#### Listed records ####
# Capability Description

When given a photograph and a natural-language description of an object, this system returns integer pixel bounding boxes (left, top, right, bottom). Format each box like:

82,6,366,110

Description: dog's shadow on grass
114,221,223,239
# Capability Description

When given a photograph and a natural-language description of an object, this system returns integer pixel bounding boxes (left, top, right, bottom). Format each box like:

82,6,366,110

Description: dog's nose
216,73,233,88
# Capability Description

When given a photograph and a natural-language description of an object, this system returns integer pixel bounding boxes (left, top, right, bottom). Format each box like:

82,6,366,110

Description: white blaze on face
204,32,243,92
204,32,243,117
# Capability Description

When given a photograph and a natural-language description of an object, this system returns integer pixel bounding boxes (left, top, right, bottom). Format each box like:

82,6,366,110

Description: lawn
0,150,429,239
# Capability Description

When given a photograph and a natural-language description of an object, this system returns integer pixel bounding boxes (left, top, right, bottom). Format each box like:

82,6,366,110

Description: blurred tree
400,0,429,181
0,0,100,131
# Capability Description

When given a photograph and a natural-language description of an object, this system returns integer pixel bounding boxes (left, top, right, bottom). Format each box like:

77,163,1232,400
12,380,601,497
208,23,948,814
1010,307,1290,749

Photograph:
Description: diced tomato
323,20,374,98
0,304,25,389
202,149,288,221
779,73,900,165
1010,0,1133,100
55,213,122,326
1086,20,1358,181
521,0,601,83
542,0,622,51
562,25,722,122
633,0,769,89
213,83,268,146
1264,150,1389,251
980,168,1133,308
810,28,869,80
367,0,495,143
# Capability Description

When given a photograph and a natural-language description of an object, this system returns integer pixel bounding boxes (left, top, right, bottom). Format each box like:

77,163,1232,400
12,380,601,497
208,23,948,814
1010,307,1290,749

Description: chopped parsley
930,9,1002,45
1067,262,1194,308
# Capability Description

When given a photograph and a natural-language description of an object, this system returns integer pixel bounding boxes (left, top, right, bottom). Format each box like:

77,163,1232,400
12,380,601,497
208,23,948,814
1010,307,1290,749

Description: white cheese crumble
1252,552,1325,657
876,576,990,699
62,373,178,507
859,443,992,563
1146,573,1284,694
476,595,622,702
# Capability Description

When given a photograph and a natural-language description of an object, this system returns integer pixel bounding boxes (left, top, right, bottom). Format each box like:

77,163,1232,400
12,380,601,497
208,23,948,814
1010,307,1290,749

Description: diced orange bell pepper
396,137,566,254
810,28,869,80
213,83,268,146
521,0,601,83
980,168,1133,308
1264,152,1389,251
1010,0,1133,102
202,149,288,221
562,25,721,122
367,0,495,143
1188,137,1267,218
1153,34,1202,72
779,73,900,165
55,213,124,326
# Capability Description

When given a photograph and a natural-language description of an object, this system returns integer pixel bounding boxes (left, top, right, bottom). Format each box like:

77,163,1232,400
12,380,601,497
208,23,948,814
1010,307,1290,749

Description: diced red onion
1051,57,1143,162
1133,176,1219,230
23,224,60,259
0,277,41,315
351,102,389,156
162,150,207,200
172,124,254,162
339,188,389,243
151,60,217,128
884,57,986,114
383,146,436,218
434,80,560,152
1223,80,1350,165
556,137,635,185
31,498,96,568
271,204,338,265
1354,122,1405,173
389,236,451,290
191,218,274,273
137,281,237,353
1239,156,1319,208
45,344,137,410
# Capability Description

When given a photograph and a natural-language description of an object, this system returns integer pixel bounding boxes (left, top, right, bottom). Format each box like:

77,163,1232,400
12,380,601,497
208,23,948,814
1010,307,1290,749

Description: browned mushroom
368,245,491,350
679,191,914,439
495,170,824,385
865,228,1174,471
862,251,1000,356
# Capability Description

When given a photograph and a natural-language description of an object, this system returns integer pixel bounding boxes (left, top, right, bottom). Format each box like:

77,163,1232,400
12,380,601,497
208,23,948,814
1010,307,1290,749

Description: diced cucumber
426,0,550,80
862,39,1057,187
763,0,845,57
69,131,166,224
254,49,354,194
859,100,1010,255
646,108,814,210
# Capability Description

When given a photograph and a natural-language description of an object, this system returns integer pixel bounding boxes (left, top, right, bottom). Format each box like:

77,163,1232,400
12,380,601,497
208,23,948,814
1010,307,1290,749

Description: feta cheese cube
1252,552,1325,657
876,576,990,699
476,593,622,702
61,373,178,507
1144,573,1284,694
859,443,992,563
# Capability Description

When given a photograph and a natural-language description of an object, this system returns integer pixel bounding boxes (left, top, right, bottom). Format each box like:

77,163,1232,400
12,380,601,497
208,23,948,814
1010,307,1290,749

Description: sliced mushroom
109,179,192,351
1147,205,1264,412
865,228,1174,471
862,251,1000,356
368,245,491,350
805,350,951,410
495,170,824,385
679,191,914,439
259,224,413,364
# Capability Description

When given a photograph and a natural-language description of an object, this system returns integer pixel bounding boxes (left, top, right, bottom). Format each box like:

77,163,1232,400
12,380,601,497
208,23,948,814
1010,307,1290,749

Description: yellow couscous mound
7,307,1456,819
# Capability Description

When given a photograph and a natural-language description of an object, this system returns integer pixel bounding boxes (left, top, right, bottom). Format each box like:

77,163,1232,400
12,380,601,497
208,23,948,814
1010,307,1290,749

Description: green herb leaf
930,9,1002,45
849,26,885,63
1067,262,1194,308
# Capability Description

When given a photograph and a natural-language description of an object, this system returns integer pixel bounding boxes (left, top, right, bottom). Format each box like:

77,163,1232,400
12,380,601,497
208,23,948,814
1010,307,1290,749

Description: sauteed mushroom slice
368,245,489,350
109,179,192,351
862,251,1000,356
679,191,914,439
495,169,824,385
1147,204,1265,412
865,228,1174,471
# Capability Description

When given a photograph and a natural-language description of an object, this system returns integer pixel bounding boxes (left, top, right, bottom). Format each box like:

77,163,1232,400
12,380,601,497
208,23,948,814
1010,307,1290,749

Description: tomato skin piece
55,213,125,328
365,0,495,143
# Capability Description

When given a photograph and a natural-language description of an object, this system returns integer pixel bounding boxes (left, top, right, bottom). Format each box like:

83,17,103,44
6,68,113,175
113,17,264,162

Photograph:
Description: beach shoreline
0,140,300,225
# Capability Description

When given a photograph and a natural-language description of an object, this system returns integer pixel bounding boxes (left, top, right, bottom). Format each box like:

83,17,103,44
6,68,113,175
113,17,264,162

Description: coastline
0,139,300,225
####
#### Listed records ####
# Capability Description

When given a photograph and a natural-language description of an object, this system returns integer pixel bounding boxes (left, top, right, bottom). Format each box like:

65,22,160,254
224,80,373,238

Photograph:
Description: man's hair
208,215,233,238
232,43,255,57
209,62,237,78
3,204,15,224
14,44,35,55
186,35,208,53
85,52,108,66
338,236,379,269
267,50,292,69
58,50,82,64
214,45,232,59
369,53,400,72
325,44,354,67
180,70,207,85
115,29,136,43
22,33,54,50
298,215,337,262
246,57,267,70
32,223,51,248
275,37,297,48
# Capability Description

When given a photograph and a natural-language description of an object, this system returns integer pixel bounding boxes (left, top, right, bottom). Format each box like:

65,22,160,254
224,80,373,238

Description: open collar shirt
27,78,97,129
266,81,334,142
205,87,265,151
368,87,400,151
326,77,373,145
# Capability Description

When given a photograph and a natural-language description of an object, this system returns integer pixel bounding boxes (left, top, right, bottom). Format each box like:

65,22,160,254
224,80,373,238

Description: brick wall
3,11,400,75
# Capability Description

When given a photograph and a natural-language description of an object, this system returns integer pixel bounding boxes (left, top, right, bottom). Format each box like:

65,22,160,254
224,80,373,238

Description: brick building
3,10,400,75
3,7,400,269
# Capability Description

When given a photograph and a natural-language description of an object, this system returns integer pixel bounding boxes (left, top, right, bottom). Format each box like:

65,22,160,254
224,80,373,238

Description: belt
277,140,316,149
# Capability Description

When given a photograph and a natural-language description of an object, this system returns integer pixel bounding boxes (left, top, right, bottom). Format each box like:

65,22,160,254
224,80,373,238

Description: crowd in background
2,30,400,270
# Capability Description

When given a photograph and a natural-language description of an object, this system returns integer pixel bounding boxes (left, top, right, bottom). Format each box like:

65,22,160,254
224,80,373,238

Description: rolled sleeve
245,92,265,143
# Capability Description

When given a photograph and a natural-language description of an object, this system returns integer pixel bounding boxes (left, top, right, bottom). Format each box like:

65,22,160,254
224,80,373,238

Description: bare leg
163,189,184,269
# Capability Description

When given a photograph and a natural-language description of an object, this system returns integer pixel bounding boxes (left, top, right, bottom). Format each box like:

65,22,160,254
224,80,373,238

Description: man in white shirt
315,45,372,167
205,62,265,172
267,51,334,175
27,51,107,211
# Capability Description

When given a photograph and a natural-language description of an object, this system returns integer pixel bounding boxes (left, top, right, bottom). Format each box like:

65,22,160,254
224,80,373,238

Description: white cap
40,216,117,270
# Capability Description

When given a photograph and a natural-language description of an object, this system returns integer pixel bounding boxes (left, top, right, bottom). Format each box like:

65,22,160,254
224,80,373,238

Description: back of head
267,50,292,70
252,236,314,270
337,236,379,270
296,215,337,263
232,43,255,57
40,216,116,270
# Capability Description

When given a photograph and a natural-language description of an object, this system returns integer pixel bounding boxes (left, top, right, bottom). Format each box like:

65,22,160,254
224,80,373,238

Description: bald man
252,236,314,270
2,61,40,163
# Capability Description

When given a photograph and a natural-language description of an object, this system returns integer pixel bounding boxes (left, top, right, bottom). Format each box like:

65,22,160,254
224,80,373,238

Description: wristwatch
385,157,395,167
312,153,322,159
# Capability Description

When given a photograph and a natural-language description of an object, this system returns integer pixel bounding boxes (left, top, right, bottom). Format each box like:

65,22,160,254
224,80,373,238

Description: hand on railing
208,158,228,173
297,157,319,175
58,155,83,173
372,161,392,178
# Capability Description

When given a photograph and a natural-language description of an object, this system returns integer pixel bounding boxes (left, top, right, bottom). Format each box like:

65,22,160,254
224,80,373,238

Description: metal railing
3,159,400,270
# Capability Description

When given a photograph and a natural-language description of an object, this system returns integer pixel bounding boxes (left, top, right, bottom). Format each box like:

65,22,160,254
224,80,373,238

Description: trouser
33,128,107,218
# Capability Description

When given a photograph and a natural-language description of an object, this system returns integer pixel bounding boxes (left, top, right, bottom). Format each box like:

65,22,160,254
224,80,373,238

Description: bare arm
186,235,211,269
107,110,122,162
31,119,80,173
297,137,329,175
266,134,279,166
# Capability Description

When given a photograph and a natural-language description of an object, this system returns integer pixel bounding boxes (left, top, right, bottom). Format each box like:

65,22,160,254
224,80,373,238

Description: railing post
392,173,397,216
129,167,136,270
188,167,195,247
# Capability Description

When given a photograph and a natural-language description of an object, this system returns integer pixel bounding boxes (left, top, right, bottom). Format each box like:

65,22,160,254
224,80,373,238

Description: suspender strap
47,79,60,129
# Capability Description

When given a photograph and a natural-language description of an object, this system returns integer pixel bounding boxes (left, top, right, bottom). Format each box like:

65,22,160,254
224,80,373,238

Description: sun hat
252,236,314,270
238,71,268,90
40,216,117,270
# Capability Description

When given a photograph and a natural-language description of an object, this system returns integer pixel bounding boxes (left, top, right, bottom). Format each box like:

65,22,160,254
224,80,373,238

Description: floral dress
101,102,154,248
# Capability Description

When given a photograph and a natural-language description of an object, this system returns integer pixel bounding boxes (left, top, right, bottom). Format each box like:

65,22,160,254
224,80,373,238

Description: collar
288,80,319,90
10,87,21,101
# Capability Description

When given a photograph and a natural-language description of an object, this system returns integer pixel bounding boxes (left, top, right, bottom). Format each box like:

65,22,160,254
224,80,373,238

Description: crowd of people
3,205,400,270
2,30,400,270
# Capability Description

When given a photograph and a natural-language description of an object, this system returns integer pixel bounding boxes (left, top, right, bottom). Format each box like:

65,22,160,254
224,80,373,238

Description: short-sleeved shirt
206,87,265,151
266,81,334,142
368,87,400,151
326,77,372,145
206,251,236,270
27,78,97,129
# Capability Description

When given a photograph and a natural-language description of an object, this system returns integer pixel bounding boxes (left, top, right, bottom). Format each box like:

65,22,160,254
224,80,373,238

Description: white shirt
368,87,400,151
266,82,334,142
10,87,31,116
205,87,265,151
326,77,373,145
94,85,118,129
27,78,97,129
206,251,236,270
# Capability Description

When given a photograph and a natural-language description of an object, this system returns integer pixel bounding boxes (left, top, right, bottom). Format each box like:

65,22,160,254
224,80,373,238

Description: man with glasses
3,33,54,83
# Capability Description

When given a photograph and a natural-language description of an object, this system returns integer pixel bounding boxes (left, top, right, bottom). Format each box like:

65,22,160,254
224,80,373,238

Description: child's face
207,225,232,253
####
### Task brief
Select and copy every line of the data above that contains the word "tomato".

### Solution to the exercise
Description: diced tomato
Description: tomato skin piece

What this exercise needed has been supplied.